[ACTION ITEM] Extract every line below, verbatim.
Segment Start: INFORMATION
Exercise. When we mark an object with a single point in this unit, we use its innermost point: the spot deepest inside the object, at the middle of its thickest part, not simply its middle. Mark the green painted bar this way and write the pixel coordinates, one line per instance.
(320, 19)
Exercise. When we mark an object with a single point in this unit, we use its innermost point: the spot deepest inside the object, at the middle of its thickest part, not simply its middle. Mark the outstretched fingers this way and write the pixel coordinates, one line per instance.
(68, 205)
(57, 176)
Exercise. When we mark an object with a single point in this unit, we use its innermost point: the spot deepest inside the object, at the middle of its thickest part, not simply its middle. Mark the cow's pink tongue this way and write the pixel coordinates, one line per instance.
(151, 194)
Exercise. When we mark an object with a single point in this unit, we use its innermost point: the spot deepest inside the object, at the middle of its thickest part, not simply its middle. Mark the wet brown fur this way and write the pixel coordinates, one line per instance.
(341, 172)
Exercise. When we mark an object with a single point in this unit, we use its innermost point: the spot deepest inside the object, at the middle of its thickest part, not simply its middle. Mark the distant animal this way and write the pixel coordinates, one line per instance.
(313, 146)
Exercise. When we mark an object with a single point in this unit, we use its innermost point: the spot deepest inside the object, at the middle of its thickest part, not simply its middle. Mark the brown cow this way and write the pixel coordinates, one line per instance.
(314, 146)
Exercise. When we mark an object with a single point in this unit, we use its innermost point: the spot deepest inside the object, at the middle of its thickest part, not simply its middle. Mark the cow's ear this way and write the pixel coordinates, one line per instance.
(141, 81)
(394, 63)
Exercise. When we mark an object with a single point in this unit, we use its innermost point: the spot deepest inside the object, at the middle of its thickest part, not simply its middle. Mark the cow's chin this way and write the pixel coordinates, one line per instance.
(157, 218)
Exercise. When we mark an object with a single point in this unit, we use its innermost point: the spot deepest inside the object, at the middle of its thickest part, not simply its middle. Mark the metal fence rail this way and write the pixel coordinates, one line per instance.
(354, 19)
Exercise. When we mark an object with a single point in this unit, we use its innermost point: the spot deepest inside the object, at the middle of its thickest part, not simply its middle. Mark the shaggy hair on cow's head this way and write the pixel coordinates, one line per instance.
Segment End: INFORMATION
[RESULT OF THIS TASK]
Exercise. When we mark an object with a single point in this unit, we use its innermost point: the spot deepest inside the object, at the middle of its thickest part, not simply its middle. Mark the green painted bar this way and write the pixel coordinates, one line per instance.
(320, 19)
Exercise. When we mark an object with a single point in this unit, we use its innermost point: the spot deepest inside the object, at the middle of its thickest part, not simply its middle. Mark the outstretched fingers this way and write the pixel coordinates, one line per instance.
(68, 205)
(57, 176)
Exercise. When we mark an object with a single point in this unit, we use its innermost point: the spot deepest inside the object, at the middle of its thickest part, not simply its middle. Mark the cow's pink tongue this way and write the pixel coordinates, one line per instance.
(151, 194)
Exercise. When we mark an object with a single point in this unit, we use its innermost point: the spot deepest inside the object, at the middle of its thickest part, not simply its middle. Mark the wet brown fur this way and write the pixel coordinates, one line per instance.
(341, 172)
Exercise. When we mark an object with a single point in this unit, we use its innermost point: the spot deepest inside the object, at the middle of its thickest part, not simply its middle. Mark the distant animal this way and write the pixel coordinates, one line per instance.
(313, 146)
Exercise. When we mark an object with a single point in this unit, we use its innermost point: the spot deepest inside the object, at the middle of its thickest part, not simply its middle. Mark the brown cow this way and write the pixel coordinates, one line per instance.
(314, 146)
Exercise. When we mark an object with a single point in this unit, we use its innermost point: the spot deepest inside the object, at the middle of its thickest part, not simply its middle. Mark the cow's ear this way and write the pixel coordinates, one line per instance.
(141, 81)
(394, 63)
Exercise. When we mark an object with a single point in this unit, we use its innermost point: the spot deepest inside the object, at the middle of its thickest part, not simply its middle. Mark the cow's chin this way and write the pixel coordinates, one line per instance.
(157, 218)
Exercise. When we mark an object with a single point in this unit, we use its innermost point: the spot deepest inside the object, at the middle of its thickest part, not simply its middle. Mark the metal fence rail this way and write the pixel coordinates, one line per instance.
(354, 19)
Exercise. When we mark an object with a single point in this unit, we use its innermost point: the spot deepest inside the object, at the middle of its thickest part, not simply its middle. Mark the shaggy hair on cow's head this way and write the pixel coordinates, one line per instance.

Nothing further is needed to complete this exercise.